September 25, 2017
By Roger Kearney, Courtesy of Arizona Archeaology Society – Desert Foothills Chapter
PhD Aaron Wright to Discuss Lower Gila River Hohokam and Patayan Cultures
The October 11, 2017 meeting of the Arizona Archaeology Society – Desert Foothills Chapter (AAS-DFC) will feature a presentation by Tucson preservation archaeologist PhD Aaron Wright. Aaron’s research is currently focused on the Hohokam and Patayan traditions in southwestern Arizona. He is specifically interested in the cultural landscape of the lower Gila River, which is renowned for a unique mixture of Patayan and Hohokam settlements, dense galleries of world-class rock art, and numerous enigmatic geoglyphs. Wright is the lead researcher on his Archaeology Southwest’s long-term goal of establishing a Great Bend of the Gila National Monument.

• Exercise input
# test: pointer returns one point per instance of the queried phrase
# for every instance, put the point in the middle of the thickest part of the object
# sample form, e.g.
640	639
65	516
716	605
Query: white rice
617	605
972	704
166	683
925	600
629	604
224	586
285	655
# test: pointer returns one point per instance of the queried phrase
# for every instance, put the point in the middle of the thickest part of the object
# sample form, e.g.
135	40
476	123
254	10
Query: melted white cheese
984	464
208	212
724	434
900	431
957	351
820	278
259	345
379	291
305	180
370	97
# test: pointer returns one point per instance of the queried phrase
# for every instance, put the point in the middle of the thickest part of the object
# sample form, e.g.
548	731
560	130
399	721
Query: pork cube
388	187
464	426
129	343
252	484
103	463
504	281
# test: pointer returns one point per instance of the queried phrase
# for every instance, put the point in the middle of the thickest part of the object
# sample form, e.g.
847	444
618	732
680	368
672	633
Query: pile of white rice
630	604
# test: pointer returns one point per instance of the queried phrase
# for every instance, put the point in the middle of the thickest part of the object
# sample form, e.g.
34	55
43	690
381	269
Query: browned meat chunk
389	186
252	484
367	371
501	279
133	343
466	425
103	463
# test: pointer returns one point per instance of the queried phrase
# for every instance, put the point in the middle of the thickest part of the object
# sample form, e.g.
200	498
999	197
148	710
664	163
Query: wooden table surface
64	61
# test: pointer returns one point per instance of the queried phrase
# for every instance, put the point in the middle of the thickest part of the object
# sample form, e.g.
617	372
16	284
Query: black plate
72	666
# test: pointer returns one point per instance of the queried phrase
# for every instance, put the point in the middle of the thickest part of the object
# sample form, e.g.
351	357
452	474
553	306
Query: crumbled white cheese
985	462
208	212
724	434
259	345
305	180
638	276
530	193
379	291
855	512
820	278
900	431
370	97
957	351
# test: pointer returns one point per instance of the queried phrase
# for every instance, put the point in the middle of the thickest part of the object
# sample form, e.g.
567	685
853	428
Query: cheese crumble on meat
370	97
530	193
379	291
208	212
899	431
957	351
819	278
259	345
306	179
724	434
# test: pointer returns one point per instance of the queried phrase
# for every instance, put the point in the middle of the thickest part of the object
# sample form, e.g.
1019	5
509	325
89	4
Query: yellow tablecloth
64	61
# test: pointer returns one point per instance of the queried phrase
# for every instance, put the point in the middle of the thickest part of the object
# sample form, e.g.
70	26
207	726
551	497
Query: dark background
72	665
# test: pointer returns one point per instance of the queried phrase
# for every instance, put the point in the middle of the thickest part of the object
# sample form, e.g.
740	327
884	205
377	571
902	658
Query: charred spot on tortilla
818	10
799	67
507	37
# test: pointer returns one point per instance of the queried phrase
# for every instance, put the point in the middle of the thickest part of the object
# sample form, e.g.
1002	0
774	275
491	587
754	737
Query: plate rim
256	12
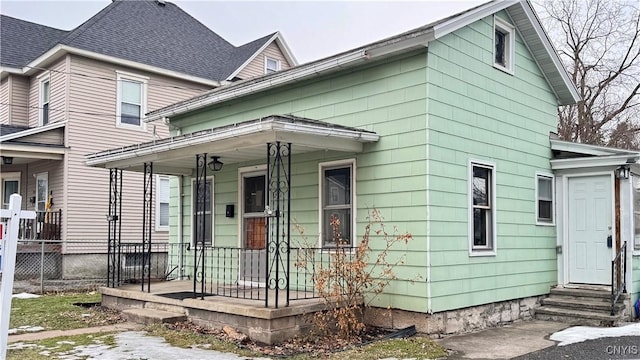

• Instruction A
Repeat the stretch of the archaeology talk announcement from "September 25, 2017" through "Gila National Monument." word for word.
• Instruction B
Count the lines in the rows that contain the string "meat", and reply with only that number.

• Result A
September 25, 2017
By Roger Kearney, Courtesy of Arizona Archeaology Society – Desert Foothills Chapter
PhD Aaron Wright to Discuss Lower Gila River Hohokam and Patayan Cultures
The October 11, 2017 meeting of the Arizona Archaeology Society – Desert Foothills Chapter (AAS-DFC) will feature a presentation by Tucson preservation archaeologist PhD Aaron Wright. Aaron’s research is currently focused on the Hohokam and Patayan traditions in southwestern Arizona. He is specifically interested in the cultural landscape of the lower Gila River, which is renowned for a unique mixture of Patayan and Hohokam settlements, dense galleries of world-class rock art, and numerous enigmatic geoglyphs. Wright is the lead researcher on his Archaeology Southwest’s long-term goal of establishing a Great Bend of the Gila National Monument.

• Result B
2